Your instructions: Every record that follows should appear again in your answer, exactly the same.

Record set:

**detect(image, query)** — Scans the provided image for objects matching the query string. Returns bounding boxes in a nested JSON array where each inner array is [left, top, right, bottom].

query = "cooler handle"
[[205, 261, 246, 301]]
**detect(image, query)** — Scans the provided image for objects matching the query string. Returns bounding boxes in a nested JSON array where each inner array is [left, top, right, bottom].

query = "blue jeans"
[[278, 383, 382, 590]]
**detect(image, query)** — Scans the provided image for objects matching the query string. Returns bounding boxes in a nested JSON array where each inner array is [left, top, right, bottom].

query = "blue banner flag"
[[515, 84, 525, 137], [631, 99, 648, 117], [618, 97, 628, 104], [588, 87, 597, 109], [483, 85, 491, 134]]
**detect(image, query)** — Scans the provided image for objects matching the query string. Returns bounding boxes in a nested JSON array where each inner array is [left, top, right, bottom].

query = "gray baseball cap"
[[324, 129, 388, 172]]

Exercise result:
**detect(image, query)** — Scans the provided image for objects matching the query string. Returns bounding boxes in a nested JSON array where each inner array is [left, top, right, bottom].

query = "cooler handle"
[[205, 261, 246, 301]]
**detect(image, query)** — Scans the provided image for objects matching the query string. Returns bounding boxes in a nested JSON array where each inner array is [left, top, right, bottom].

query = "blue jeans"
[[278, 383, 382, 590]]
**detect(image, query)** — Scans the provided image for objects matching the query string. Returns bounding boxes in a nested JSON array where each inner array is [left, top, right, bottom].

query = "blue banner flag"
[[515, 84, 525, 137], [631, 99, 648, 117], [618, 97, 628, 104], [588, 87, 597, 109], [483, 85, 491, 134]]
**detect(image, query)** — Scans the provided image for objects matching the query string. Returns bounding boxes in a nested JSON array where each inner array is [left, top, right, bottom].

query = "gray baseball cap"
[[324, 129, 388, 172]]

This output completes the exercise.